Requirements:
**a)** List each step of the WATCH acrostic in the post on group prayer, giving every letter with its full line.
**b)** Pick up the post on group prayer after its final sentence and continue it in the same voice.

Passage shown:
## start
Thursday, April 17, 2008

Back to the Prayer Process

A few days ago I posted some of my thoughts about prayer and learning to hear God. I have been distracted a bit by other matters and will add a few ideas about some of the principles of moving a group to listen to the Holy Spirit.

WATCH Prayer Meetings

The following acrostic sets out a process which can guide us as we practice Seeking Prayer in a group setting. The word, WATCH gives the process a simple outline.

W-WELCOME God and each other
A-ATTEND to God and each other
T-TELL God and each other your story
C-CALL upon God for help
H-HEAR God and one another

When we practice all these principles we will usually discover that the Lord shows up and the group experiences His presence. Remember, however, that this is a dynamic process not one governed by legalistic rules. Sometimes Attend comes before the Welcome. We may hear the Lord speak about His agenda prior to our arrival at the meeting.

When serving on the pastoral staff of a large congregation we oversaw two monthly services of healing and worship that practiced these principles. The elders gathered prior to each service to Seek God’s guidance about the upcoming event. We wanted to get an idea about the direction He would take us. This enabled us to guide the interactions, worship and preaching. Sometimes a person shares a “Word of knowledge or a Prophesy” that contradicted the direction we had received at the Seeking Meeting.

During a dialogue prayer time we need to be flexible and sensitive to the dynamics of the group. This requires that we are humble about who gives guidance and direction. Sometimes a young, inexperienced or immature person will get a word from the Lord and the wiser, mare mature members will have to swallow their pride and follow the younger one. Many are the times when God has tested our humility by giving a word to an “unworthy” person.

In the early days of our ministry to college students and street people we saw God reveal our pride. God works in a mysterious way and the Spirit guided our actions and allowed us to fail many times because we needed to trust in Him not our own wisdom. For example, a group of us met to prepare for a time of prayer for a man who was deeply troubled. He was a recent graduate of the Arizona penitentiary whom we had taken in to live with us.
## end
Entries:
## start
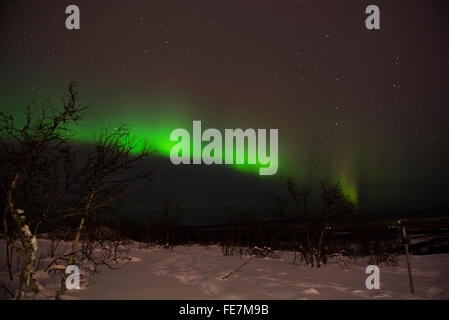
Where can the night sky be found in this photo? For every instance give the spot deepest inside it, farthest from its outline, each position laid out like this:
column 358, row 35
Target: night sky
column 367, row 108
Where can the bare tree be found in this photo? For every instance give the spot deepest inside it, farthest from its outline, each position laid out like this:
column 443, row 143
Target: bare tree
column 107, row 174
column 336, row 205
column 24, row 150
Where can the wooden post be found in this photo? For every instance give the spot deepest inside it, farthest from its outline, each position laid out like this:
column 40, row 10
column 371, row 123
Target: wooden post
column 412, row 289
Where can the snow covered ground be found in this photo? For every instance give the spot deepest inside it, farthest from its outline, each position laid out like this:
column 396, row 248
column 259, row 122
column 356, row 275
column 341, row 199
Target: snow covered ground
column 195, row 272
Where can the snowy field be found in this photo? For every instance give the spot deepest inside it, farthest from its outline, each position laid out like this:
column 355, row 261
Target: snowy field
column 195, row 272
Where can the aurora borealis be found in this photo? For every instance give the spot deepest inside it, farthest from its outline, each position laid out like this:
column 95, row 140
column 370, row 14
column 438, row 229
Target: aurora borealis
column 367, row 108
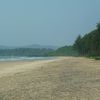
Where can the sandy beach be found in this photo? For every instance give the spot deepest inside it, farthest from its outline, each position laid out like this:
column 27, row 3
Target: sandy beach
column 64, row 78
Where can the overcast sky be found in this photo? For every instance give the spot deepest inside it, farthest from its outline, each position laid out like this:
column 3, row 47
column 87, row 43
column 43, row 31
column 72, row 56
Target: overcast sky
column 46, row 22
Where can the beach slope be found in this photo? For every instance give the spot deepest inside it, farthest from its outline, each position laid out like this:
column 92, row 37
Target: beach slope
column 65, row 78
## end
Answers to the exercises:
**a)**
W-WELCOME God and each other
A-ATTEND to God and each other
T-TELL God and each other your story
C-CALL upon God for help
H-HEAR God and one another

**b)**
During the preparation time, the Lord directed us to ask a young believer named Philip to lead the ministry process. So, we were excited about the time with Charles. We expected God to set him free. However, as we ministered to Charles it was obvious that we had no wisdom, no discernment and no power. It was embarrassing and disappointing.

The next day we met with our tail between our legs for an evaluation. I reviewed the experience and asked everyone to share his thoughts about why God did not show up. Jim listened for awhile but looked awfully uncomfortable. We asked him what was wrong. He stuttered and stumbled for awhile but finally confessed that he was angry at the meeting the night before and God had convicted him of his sin. “I was upset that Philip was the leader not me. I was thinking, ‘I am older in the Lord than he is. Philip has never done anything like this and it shows that you love him more than me’. As I prayed this morning I was really convicted about my attitude.”

Jim's confession revealed why we were impotent. Pride and anger interfered with our operating in union with Christ. God allowed us to fail. The failure showed us that we needed healing ourselves. We were not ready to pray for Charles until we prayed for ourselves. We needed to Seek God’s unity and healing before we had anything to say to Charley. We had failed at the most basic part of ministry, hearing God for ourselves.

“Physician heal thyself!”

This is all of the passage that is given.